[Rows from a dataset]
* BEGIN *

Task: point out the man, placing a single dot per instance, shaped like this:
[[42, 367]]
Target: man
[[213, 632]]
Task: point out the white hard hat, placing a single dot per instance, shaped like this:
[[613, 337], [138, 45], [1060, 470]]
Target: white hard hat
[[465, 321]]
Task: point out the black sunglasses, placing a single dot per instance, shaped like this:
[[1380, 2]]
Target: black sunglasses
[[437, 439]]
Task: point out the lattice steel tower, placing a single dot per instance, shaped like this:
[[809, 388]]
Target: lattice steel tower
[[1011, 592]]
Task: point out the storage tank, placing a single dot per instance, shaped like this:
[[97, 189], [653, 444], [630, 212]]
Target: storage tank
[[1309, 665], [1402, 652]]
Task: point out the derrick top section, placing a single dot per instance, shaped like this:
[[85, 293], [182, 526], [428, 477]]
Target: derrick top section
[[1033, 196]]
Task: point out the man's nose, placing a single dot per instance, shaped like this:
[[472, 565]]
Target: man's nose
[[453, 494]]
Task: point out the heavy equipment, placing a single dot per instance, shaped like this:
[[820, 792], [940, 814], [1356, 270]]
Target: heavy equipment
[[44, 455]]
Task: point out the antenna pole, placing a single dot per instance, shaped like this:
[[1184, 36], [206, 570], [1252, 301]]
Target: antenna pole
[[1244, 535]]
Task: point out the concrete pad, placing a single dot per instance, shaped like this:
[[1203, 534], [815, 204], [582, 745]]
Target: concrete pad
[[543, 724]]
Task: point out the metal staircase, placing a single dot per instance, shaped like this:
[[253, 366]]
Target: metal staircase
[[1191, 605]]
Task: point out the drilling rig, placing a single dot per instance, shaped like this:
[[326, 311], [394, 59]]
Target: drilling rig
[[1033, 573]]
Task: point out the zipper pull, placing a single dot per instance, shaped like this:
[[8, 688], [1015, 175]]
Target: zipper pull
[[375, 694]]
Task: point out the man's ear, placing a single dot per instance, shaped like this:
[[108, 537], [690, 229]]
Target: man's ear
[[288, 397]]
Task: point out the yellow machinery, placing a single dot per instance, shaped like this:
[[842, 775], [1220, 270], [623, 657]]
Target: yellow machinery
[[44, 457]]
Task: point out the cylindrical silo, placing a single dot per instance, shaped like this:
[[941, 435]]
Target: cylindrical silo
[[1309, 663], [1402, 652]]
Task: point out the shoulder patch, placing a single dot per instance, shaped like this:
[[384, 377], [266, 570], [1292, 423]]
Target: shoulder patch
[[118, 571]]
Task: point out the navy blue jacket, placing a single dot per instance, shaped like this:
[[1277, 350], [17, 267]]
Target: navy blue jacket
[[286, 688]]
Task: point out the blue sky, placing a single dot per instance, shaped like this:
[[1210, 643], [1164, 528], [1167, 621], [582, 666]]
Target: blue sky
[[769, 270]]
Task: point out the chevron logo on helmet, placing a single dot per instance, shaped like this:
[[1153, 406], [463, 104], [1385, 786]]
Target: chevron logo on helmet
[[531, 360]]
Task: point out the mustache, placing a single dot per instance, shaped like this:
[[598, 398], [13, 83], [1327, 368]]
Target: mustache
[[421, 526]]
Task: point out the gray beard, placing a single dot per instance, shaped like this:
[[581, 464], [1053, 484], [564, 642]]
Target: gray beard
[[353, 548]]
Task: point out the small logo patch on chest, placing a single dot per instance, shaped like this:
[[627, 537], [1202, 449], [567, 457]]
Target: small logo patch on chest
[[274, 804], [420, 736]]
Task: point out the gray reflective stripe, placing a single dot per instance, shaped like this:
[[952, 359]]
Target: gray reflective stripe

* END *

Work to complete →
Please express all of the rows above as a JSON list of strings, one string per line, leaving out any blank lines.

Correct response →
[
  "Task: point out the man, placing a single dot per instance, shaped like this:",
  "[[42, 367]]",
  "Target: man",
  "[[213, 632]]",
  "Task: point out the white hard hat, placing a single dot per instance, shaped like this:",
  "[[613, 337], [138, 45], [1060, 470]]",
  "Target: white hard hat",
  "[[465, 321]]",
  "Task: point out the black sunglasses, placing a single dot per instance, shaped like this:",
  "[[1380, 2]]",
  "Target: black sunglasses",
  "[[437, 439]]",
  "Task: point out the lattice steel tower, placing a single dot per instance, shaped like this:",
  "[[809, 388]]",
  "Target: lattice steel tower",
  "[[1011, 592]]",
  "Task: point out the storage tank, placing a single dot per instance, shaped like this:",
  "[[97, 189], [653, 444], [630, 212]]",
  "Target: storage tank",
  "[[1309, 665], [1402, 652]]",
  "Task: point out the derrick top section, placing a single dot per instance, shaped like this:",
  "[[85, 293], [182, 526], [428, 477]]",
  "Target: derrick top section",
  "[[1033, 196]]",
  "Task: point out the man's nose, placing a single dot per instance, shaped like this:",
  "[[472, 565]]",
  "Target: man's nose",
  "[[453, 494]]",
  "Task: point out the heavy equipment, placing a single dot per instance, shaped like this:",
  "[[820, 792], [940, 814], [1356, 270]]",
  "Target: heavy equipment",
  "[[44, 455]]",
  "Task: point out the antenna pole, placing a single dot per instance, shaped like this:",
  "[[1184, 36], [206, 570], [1252, 301]]",
  "Target: antenna pole",
  "[[1244, 535]]",
  "Task: point out the concrete pad, placing a single dot per instance, shaped like this:",
  "[[1203, 534], [815, 204], [582, 745]]",
  "Target: concrete pad",
  "[[543, 724]]",
  "Task: point out the metal staircase, placing a single dot per instance, shaped like this:",
  "[[253, 366]]",
  "Target: metal staircase",
  "[[1191, 605]]",
  "Task: point out the drilling rig, placing a single dot per instance, shaped like this:",
  "[[326, 311], [394, 59]]",
  "Target: drilling rig",
  "[[1033, 573]]",
  "Task: point out the zipper pull, placing a single dot per instance, shaped like this:",
  "[[8, 688], [1015, 175]]",
  "Target: zipper pull",
  "[[375, 694]]",
  "Task: point out the man's ear, placing a single dot per instance, shaped like this:",
  "[[108, 537], [690, 229]]",
  "Target: man's ear",
  "[[288, 397]]",
  "Task: point out the yellow machinery, placing a single dot per instance, shaped like this:",
  "[[842, 775], [1220, 270], [623, 657]]",
  "Target: yellow machinery",
  "[[44, 457]]",
  "Task: point out the cylindrical silo, placing a single dot per instance, shaped like this:",
  "[[941, 435]]",
  "Target: cylindrical silo",
  "[[1309, 663], [1402, 652]]",
  "Task: point out the shoulder patch, placing a single dot per instance, shaped like this:",
  "[[384, 377], [266, 570], [1292, 423]]",
  "Target: shoulder patch",
  "[[118, 571]]",
  "Task: point out the navy blue jacket, placing a single dot per instance, shaped like this:",
  "[[1277, 350], [17, 267]]",
  "Target: navy blue jacket",
  "[[286, 688]]",
  "Task: point out the blue sky, placing a single dot per instance, shaped like this:",
  "[[1210, 643], [1164, 528], [1167, 621], [582, 666]]",
  "Target: blue sky",
  "[[769, 270]]",
  "Task: point out the chevron logo on helmet, placing a single dot per instance, shaped like this:",
  "[[1153, 406], [463, 104], [1385, 786]]",
  "Target: chevron logo on helmet",
  "[[531, 360]]",
  "Task: point out the mustache, placing a single dot per instance, shaped like this:",
  "[[598, 398], [13, 83], [1327, 368]]",
  "Target: mustache",
  "[[421, 526]]",
  "Task: point out the gray beard, placing a single dot per instance, shaped like this:",
  "[[581, 464], [1053, 484], [564, 642]]",
  "Target: gray beard",
  "[[353, 548]]",
  "Task: point out the small logo patch on chest, placing a single dot per instance, shaped like this:",
  "[[627, 537], [1202, 449], [567, 457]]",
  "Target: small logo patch on chest",
  "[[274, 804], [420, 736]]",
  "Task: point out the gray reflective stripe, placing a single dot per instance, shaped like this:",
  "[[952, 359]]",
  "Target: gray reflective stripe"
]